### Information given
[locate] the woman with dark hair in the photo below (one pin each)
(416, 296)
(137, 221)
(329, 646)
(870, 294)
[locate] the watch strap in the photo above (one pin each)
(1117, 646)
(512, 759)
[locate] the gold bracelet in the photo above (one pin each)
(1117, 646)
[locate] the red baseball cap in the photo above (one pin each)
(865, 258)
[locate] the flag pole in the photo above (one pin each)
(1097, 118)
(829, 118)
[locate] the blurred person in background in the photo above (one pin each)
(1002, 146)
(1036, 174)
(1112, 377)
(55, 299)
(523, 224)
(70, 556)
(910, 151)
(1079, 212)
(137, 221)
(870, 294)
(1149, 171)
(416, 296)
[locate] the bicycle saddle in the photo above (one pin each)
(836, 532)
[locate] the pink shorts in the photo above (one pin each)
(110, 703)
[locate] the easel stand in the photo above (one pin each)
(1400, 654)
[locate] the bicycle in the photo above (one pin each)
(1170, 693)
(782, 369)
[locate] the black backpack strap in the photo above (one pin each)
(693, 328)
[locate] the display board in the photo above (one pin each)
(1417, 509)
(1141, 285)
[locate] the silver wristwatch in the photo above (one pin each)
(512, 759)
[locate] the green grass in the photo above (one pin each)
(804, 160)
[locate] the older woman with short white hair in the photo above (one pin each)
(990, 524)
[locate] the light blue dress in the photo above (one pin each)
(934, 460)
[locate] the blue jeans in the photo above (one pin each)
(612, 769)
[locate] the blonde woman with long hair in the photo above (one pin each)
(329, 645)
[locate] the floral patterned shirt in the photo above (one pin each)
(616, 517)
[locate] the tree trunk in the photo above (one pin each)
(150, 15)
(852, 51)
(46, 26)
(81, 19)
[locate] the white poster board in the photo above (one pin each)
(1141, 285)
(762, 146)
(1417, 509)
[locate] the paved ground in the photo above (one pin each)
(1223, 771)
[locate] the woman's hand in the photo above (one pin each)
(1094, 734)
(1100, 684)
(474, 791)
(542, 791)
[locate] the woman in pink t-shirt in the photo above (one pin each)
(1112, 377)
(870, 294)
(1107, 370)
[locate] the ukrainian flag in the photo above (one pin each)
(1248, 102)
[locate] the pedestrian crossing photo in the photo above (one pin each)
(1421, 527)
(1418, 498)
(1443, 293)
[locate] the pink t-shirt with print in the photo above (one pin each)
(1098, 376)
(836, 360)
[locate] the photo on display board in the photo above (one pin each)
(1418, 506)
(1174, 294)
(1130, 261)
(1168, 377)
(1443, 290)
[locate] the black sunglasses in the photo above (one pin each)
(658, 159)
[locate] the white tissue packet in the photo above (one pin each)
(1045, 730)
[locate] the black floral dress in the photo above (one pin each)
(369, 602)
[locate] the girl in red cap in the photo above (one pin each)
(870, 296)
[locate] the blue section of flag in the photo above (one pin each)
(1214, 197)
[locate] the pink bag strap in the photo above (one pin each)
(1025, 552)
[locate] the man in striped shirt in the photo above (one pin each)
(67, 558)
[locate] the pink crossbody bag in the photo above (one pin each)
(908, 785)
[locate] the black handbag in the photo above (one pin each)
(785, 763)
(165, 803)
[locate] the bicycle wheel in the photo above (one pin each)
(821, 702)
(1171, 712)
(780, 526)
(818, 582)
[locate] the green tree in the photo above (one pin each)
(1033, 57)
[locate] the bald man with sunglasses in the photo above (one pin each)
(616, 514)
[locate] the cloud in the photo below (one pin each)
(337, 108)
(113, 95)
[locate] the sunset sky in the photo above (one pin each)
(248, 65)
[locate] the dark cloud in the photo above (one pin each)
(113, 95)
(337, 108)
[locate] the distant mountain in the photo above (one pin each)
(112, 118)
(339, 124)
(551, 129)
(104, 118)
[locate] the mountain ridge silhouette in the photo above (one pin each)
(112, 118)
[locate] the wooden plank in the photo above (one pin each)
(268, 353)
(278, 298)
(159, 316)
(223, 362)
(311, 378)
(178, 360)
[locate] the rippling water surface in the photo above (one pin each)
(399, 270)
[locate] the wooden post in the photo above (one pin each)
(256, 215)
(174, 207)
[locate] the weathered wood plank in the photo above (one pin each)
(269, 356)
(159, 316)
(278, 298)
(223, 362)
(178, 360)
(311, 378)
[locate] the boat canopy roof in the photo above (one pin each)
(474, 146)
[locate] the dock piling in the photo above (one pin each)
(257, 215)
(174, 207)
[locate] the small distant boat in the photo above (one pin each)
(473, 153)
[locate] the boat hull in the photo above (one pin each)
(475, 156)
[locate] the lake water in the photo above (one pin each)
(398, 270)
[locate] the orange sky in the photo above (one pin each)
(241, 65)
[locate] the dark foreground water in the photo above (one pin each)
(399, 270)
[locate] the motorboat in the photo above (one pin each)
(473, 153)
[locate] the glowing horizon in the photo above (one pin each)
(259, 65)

### Written problem
Write out every one of the lines above word for word, keeping their order and punctuation unchanged.

### Answer for this exercise
[locate] the woman with dark hair in the photo below (one pin each)
(416, 296)
(137, 221)
(329, 646)
(870, 294)
[locate] the watch strap in the photo above (one pin each)
(1117, 646)
(512, 759)
[locate] the gold bracelet in the photo above (one pin each)
(1117, 646)
[locate] the red baseball cap in the photo above (one pin each)
(865, 258)
[locate] the flag pole in the photo above (one pin each)
(1097, 118)
(829, 118)
[locate] the blurred person in background in the photo above (one pin each)
(1002, 146)
(1036, 174)
(1112, 377)
(55, 299)
(523, 224)
(70, 556)
(910, 151)
(1079, 212)
(137, 221)
(870, 294)
(1149, 171)
(416, 296)
[locate] the bicycle saddle in the photo above (one pin each)
(836, 532)
[locate] the pink shorts in the photo above (one pin each)
(110, 703)
[locate] the easel stand in the photo above (one pin each)
(1400, 654)
[locate] the bicycle in the photo above (one pin each)
(1170, 693)
(782, 369)
[locate] the black backpack strap in the photo above (one pin each)
(693, 328)
[locate] the display board in the photo above (one pin each)
(1417, 509)
(1141, 285)
[locate] the silver wristwatch in the photo above (one pin each)
(512, 759)
[locate] the green grass in the photo above (one pin each)
(804, 160)
[locate] the older woman with short white hair in the photo above (one pin each)
(990, 524)
[locate] the light blue dress in the photo above (one pin each)
(934, 460)
[locate] the blue jeans in the photo above (one pin each)
(612, 769)
[locate] the blonde woman with long hair in the photo above (one pin each)
(329, 645)
[locate] the floral patterned shirt in the photo above (one pin each)
(616, 517)
[locate] the tree trunk in the photo above (one pin each)
(150, 15)
(852, 51)
(46, 26)
(81, 19)
[locate] the white poster board in the photo above (one pin each)
(1141, 285)
(762, 146)
(1417, 509)
[locate] the paved ground in the photo above (one pin each)
(1223, 771)
[locate] the woman's hand in the photo above (one pin each)
(1094, 734)
(1100, 684)
(474, 791)
(542, 791)
[locate] the woman in pink t-shirt in the photo above (one pin each)
(1112, 377)
(870, 294)
(1107, 370)
[locate] the ukrainian flag in the photo above (one pin each)
(1248, 102)
[locate] the pedestrian crossing photo in the photo above (one pin each)
(1421, 527)
(1418, 498)
(1443, 293)
[locate] the pink t-shirt with print in the photo above (one pin each)
(1098, 376)
(836, 360)
[locate] the photo on display board in the photo above (one pin each)
(1418, 506)
(1174, 294)
(1130, 261)
(1168, 377)
(1443, 290)
[locate] the black sunglasses in the photo above (one pin each)
(658, 159)
[locate] the white tissue packet in the photo above (one pin each)
(1045, 730)
[locate] the black floral dress in the photo above (one pin each)
(369, 602)
[locate] the girl in red cap in the photo above (one pin each)
(870, 296)
[locate] the blue section of flag in the photo above (one pin each)
(1214, 197)
[locate] the pink bag strap in the photo above (one pin each)
(1025, 552)
[locate] the man in striped shirt in the photo above (one pin each)
(67, 558)
[locate] the pink crossbody bag in the photo above (one pin each)
(908, 785)
[locate] the black handbag in the photo above (one pin each)
(785, 763)
(165, 803)
[locate] the bicycle wheel in the photo above (one pin each)
(821, 702)
(1171, 712)
(780, 526)
(818, 582)
[locate] the green tree in the photo above (one pin each)
(1033, 57)
[locate] the bald man with sunglasses in the photo above (one pin each)
(616, 514)
[locate] the cloud in the photo below (one pin each)
(337, 108)
(113, 95)
[locate] the sunset sky in the photo above (one pin each)
(248, 65)
[locate] the dark cloud in the photo above (one pin each)
(113, 95)
(337, 108)
[locate] the distant mountain in the photo above (one pin each)
(112, 118)
(339, 124)
(551, 129)
(104, 118)
[locate] the mountain ridge silhouette in the photo above (one pin each)
(112, 118)
[locate] the wooden plank in the photo above (one pin each)
(268, 353)
(278, 298)
(159, 316)
(223, 362)
(311, 378)
(178, 360)
[locate] the rippling water surface in the photo above (one pin each)
(399, 270)
[locate] the wooden post in the photo above (one pin each)
(256, 215)
(174, 207)
[locate] the weathered wood plank in the photo above (one pin each)
(269, 356)
(159, 316)
(278, 298)
(223, 362)
(178, 360)
(311, 378)
[locate] the boat canopy roof in the photo above (one pin each)
(474, 146)
[locate] the dock piling in the photo above (one pin each)
(257, 215)
(174, 207)
[locate] the small distant boat in the photo above (one pin each)
(473, 153)
[locate] the boat hull in the photo above (one pin each)
(475, 156)
[locate] the lake water in the photo above (one pin each)
(398, 270)
[locate] the orange sky in the photo above (one pin each)
(241, 65)
[locate] the dark foreground water in the photo above (one pin each)
(399, 270)
[locate] the motorboat in the photo above (one pin each)
(473, 153)
[locate] the glowing horizon in the photo above (one pin each)
(259, 65)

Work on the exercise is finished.